“o tempo que de nós se perde
sem que lhe armemos alçapão,
nem mesmo agora que parece
passar ao alcance da mão,” João Cabral de Melo Neto
Cada vez mais tenho a impressão que o objetivo da dança contemporânea é se aproximar, além do indivíduo, da realidade. Nisso, dispensa o tom solene. Mas esta aproximação se dá no sentido de representá-la, e não imitá-la, o que nos levava, diante do balé clássico, rapidamente a associá-la à pintura figurativa. Agora seu espelho é o teatro. Pois não nos enganemos, incautos, o canto, ainda que falado, não deixa de ser canto, como a dança, mesmo que inspirada no andar, mantém sua natureza. Estamos no território da arte, sobretudo. O novo e inédito espetáculo da Cia. SESC de Dança, “Trilhante”, enfileira três apresentações de curta duração. Fica claro que “I. MEDI. ATOS”, coreografado por Joelma Barros, para além da realidade pretende abarcar o atual, e consegue, com louvas. Através, essencialmente, da luz e do trabalho do corpo de bailarinos que, aqui, mescla mulheres a homens, considera o feminismo, a tecnologia, questões de gênero, o uso de drogas, entre outras ilações possíveis, de maneira rica e vasta, sem reduzir o espectro de atuação. O figurino também contribui para que os movimentos ganhem em ressonância.

[Alguns registros]
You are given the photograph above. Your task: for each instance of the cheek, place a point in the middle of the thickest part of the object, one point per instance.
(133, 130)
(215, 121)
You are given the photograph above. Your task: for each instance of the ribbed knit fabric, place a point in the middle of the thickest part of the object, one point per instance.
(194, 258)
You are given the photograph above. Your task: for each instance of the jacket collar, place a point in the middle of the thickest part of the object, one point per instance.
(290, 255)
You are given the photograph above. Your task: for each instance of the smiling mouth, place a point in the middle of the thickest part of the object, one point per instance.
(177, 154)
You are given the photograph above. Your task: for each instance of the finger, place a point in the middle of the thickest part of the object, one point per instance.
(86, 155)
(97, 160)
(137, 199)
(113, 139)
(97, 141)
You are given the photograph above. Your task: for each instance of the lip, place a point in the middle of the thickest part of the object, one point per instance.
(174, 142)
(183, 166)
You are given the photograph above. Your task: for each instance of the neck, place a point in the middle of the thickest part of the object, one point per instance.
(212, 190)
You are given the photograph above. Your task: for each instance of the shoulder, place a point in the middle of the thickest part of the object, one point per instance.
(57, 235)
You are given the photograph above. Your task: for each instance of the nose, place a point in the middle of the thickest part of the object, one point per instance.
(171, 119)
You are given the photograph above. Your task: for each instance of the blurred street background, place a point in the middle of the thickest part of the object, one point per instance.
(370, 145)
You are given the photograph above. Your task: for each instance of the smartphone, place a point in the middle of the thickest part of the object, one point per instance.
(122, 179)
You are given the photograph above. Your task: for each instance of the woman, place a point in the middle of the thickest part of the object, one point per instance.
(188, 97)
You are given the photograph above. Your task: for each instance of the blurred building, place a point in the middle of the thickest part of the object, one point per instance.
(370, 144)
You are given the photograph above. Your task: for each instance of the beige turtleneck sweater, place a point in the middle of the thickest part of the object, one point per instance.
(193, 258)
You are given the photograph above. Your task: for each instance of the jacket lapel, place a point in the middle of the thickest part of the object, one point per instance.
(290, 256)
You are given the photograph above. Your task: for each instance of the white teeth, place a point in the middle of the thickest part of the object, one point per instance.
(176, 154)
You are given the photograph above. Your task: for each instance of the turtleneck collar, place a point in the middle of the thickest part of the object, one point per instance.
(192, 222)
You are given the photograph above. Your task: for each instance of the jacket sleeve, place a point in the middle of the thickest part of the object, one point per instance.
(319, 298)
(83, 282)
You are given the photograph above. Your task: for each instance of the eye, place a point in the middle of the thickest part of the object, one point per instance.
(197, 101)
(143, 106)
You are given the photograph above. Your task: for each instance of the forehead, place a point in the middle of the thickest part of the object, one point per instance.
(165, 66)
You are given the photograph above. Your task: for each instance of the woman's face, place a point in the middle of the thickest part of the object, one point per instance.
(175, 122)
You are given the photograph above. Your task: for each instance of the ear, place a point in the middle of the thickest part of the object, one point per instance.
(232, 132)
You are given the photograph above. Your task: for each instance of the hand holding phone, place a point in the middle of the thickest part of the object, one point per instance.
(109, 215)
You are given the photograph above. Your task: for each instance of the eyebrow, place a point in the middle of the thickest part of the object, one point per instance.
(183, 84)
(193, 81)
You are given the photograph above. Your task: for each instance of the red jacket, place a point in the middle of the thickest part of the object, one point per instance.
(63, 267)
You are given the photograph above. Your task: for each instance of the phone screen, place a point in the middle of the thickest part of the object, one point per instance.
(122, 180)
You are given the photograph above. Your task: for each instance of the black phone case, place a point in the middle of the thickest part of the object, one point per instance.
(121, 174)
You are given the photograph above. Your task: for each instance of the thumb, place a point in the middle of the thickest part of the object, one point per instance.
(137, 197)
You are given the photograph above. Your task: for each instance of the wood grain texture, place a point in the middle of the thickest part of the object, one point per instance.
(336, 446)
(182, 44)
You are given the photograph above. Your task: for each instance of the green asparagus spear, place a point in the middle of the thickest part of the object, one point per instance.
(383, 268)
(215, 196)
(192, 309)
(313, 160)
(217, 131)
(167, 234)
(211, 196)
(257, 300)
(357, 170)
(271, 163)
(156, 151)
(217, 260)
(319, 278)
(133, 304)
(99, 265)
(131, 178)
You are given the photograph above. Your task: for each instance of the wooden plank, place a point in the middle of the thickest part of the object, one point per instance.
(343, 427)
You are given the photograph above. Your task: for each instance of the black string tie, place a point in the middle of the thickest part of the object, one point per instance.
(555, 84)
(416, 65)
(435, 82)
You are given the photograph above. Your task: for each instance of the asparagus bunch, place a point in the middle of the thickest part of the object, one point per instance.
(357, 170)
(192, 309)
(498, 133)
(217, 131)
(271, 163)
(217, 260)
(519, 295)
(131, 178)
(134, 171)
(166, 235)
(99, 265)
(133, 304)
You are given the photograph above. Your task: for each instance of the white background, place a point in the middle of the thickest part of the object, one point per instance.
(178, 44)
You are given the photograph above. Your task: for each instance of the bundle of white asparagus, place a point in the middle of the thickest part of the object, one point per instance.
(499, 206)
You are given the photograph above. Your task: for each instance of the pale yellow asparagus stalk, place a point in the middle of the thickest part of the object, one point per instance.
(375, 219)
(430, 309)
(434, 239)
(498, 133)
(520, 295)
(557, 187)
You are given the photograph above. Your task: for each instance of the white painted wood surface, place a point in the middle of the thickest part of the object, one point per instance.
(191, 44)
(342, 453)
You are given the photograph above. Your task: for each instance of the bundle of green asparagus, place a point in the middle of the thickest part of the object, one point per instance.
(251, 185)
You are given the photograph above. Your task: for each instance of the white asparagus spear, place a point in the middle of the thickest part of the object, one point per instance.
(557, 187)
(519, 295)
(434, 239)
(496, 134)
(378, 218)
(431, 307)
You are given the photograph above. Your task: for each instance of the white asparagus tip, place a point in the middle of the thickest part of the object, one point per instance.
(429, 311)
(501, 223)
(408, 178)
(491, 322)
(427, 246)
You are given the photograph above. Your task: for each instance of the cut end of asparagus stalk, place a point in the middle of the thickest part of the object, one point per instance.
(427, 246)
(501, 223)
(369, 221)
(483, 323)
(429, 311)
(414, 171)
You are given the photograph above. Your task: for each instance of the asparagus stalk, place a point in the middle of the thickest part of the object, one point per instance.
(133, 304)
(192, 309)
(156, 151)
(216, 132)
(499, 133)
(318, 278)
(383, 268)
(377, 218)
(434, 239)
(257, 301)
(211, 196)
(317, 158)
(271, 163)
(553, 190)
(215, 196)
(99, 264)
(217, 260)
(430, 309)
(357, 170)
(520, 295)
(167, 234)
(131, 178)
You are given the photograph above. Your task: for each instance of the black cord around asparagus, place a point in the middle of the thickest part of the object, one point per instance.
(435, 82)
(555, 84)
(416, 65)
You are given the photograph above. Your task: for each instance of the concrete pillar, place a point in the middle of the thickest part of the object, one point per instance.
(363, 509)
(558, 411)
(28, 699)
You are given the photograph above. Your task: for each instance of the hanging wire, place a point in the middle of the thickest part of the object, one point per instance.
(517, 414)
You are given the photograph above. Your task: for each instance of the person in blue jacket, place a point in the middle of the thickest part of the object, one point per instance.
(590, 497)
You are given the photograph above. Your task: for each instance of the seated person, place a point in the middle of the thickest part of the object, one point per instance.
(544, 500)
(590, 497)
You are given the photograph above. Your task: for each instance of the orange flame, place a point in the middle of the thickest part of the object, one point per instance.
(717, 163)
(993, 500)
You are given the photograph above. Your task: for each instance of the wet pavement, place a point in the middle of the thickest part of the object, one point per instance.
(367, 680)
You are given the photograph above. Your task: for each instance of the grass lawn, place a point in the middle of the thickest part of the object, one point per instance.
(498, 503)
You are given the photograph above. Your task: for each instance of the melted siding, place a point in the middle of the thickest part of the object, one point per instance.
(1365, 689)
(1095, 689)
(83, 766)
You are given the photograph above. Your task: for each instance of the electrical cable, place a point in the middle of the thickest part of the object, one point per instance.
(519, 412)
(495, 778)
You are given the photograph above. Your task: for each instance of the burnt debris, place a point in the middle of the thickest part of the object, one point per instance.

DETALHES DO EXERCÍCIO:
Traduza para o inglês esta frase da crítica de dança: "O figurino também contribui para que os movimentos ganhem em ressonância."

RESULTADO DO EXERCÍCIO:
The costumes also help the movements gain in resonance.